_What the task asks_: From the items below, gather every line that contains the string "dark", treating uppercase and lowercase letters as different.

### Data shown

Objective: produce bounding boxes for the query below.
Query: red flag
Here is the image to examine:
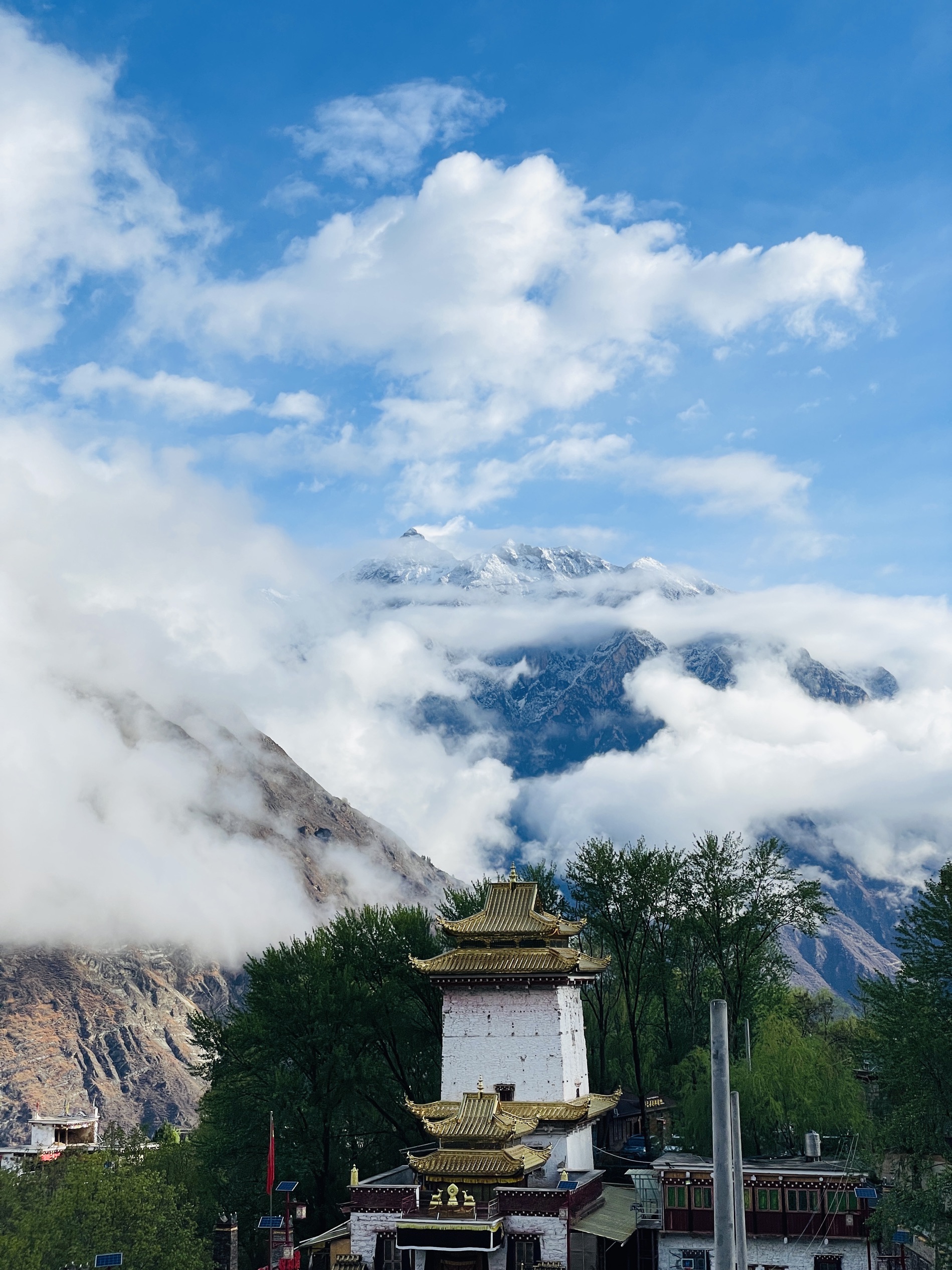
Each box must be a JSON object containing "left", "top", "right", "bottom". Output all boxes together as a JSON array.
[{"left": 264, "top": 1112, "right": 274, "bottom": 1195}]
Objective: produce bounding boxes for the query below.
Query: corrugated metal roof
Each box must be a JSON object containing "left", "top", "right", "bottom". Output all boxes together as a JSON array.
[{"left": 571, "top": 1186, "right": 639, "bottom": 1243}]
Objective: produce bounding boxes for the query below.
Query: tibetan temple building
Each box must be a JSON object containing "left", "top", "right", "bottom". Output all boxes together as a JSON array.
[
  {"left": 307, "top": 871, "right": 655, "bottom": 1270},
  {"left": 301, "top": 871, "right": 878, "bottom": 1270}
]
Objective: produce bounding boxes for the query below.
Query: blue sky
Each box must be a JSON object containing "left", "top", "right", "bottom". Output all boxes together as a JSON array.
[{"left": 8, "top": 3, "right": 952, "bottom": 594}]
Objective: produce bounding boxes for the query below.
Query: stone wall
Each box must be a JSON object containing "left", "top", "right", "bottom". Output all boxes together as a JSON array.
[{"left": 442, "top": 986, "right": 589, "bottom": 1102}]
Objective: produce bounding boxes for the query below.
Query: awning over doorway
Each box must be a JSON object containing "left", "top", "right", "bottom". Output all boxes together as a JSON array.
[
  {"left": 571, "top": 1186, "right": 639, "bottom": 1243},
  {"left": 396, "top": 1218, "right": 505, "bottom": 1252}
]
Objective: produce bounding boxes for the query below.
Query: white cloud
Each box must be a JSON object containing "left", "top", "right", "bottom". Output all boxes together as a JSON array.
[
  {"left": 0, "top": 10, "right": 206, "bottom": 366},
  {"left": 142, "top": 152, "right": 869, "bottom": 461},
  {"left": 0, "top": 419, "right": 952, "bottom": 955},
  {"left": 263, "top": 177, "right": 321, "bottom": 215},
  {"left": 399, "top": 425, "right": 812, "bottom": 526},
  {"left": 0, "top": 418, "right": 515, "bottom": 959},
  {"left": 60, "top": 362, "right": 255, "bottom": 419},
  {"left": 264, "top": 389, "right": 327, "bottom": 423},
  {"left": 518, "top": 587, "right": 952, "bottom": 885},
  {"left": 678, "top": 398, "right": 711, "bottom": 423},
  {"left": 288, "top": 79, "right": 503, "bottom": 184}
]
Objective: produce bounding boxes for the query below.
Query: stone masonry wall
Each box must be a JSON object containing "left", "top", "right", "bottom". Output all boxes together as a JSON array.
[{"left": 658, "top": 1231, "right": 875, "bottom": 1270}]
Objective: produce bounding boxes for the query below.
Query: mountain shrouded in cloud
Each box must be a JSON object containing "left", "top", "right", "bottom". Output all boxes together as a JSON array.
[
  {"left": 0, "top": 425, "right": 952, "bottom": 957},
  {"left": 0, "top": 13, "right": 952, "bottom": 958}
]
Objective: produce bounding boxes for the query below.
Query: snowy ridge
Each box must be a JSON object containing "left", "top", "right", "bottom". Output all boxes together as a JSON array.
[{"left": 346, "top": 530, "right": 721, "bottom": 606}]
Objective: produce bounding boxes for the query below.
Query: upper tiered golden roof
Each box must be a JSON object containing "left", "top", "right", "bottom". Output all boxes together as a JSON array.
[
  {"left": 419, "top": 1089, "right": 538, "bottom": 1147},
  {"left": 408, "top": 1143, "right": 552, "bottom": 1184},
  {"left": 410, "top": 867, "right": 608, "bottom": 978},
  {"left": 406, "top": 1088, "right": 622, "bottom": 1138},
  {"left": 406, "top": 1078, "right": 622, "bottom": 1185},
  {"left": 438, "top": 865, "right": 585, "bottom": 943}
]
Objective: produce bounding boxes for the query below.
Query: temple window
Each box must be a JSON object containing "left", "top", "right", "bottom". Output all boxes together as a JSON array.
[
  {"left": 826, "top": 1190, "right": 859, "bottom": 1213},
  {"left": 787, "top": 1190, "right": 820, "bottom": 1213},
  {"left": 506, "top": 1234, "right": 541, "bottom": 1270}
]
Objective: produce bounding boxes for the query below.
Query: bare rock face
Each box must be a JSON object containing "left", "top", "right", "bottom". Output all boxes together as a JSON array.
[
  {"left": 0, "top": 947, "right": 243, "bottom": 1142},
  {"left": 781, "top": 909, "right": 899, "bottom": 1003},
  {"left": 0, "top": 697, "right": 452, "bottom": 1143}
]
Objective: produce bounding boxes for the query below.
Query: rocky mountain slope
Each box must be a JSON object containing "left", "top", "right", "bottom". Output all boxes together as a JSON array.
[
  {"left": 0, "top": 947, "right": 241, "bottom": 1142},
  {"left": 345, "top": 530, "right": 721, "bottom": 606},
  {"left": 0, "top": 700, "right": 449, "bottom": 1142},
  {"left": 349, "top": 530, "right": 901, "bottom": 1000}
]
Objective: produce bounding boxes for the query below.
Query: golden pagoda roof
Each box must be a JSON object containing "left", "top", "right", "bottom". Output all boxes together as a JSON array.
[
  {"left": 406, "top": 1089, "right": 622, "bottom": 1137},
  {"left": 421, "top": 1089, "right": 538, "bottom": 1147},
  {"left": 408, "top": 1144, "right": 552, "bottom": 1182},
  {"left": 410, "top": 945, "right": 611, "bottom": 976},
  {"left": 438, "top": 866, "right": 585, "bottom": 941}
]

######
### Data shown

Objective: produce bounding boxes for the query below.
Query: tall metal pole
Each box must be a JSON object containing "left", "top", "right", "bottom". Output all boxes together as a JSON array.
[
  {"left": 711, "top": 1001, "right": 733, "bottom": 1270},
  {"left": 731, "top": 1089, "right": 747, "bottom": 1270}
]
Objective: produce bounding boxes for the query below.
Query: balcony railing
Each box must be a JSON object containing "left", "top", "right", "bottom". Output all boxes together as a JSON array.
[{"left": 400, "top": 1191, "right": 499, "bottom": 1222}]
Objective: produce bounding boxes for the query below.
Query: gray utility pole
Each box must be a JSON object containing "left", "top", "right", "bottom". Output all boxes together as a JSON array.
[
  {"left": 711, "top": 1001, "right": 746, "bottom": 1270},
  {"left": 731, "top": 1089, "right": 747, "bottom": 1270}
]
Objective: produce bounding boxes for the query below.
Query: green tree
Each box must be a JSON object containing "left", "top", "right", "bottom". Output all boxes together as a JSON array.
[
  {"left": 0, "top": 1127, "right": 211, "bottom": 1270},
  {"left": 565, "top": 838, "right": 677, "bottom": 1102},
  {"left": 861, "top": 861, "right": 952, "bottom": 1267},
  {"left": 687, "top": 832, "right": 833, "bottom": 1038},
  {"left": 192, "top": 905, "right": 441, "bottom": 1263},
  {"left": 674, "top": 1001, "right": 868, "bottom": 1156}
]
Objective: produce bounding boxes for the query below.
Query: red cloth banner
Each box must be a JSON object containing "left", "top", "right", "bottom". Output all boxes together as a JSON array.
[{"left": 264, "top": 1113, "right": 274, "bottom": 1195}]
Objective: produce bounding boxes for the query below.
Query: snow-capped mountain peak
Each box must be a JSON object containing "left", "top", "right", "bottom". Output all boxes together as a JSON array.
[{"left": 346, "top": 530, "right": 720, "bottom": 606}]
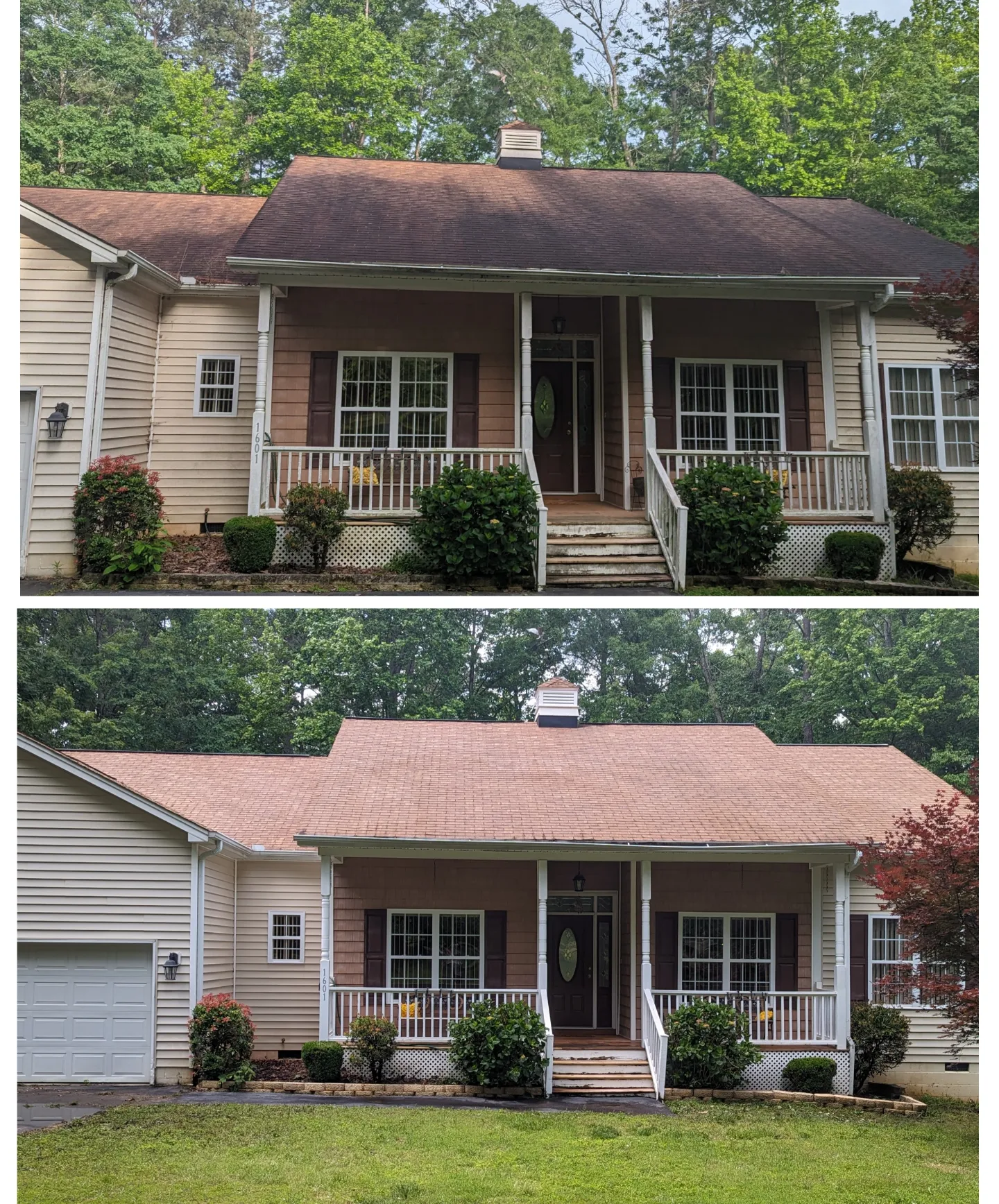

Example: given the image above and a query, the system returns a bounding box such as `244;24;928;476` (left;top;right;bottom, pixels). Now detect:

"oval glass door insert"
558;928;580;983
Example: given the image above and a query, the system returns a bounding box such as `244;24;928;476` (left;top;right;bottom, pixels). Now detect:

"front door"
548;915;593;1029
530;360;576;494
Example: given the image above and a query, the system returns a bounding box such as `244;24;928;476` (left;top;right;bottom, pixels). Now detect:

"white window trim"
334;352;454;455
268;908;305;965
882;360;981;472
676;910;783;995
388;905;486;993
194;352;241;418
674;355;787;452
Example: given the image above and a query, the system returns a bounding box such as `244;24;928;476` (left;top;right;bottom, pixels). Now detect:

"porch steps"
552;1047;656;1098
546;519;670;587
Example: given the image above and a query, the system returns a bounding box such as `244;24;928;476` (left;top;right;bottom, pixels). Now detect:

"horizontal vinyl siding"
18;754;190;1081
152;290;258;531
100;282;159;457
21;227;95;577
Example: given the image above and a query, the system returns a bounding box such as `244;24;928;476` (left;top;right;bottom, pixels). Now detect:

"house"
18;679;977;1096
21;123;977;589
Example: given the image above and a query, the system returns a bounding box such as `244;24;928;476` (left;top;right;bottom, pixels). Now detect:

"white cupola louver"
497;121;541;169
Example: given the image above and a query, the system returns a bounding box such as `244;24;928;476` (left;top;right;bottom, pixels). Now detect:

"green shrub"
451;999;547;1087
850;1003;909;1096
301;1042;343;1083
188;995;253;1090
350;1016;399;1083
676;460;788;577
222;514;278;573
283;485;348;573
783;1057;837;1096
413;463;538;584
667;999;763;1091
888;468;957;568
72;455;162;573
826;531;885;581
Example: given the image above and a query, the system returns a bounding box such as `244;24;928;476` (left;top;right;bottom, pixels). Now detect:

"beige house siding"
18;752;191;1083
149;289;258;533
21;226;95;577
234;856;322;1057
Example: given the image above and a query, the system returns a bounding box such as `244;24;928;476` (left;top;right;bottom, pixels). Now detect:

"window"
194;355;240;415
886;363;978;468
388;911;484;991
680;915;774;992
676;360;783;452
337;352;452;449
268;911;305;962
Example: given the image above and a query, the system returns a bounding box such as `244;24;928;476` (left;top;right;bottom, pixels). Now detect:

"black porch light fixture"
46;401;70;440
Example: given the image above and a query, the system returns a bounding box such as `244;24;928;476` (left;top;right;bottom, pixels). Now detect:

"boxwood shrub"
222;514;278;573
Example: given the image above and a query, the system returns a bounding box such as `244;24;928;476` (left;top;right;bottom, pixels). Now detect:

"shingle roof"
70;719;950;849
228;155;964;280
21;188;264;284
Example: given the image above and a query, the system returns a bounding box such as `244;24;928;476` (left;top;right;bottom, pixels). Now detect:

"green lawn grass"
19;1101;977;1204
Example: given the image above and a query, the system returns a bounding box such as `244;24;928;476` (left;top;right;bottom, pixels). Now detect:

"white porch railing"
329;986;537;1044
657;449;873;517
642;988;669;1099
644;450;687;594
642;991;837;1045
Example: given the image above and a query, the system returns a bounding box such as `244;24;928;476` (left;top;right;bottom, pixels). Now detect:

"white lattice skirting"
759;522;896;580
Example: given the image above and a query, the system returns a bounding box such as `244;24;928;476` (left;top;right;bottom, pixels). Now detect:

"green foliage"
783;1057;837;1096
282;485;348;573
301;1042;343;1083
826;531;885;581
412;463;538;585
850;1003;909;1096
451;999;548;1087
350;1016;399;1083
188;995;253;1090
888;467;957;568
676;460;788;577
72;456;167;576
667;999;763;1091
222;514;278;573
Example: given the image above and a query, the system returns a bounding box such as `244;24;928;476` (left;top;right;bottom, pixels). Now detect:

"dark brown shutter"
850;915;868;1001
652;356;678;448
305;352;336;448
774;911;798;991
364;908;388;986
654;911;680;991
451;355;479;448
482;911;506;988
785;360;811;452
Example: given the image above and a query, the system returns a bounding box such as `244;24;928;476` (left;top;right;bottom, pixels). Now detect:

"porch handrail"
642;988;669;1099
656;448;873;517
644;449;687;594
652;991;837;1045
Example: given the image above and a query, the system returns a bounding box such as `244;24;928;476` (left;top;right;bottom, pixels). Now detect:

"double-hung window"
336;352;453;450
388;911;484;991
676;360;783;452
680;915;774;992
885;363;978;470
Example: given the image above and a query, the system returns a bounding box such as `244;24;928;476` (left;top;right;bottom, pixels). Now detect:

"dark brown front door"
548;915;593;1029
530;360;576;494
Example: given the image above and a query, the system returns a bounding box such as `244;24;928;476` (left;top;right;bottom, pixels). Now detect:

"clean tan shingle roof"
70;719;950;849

######

_The output_:
"dark brown shutter"
"dark brown front door"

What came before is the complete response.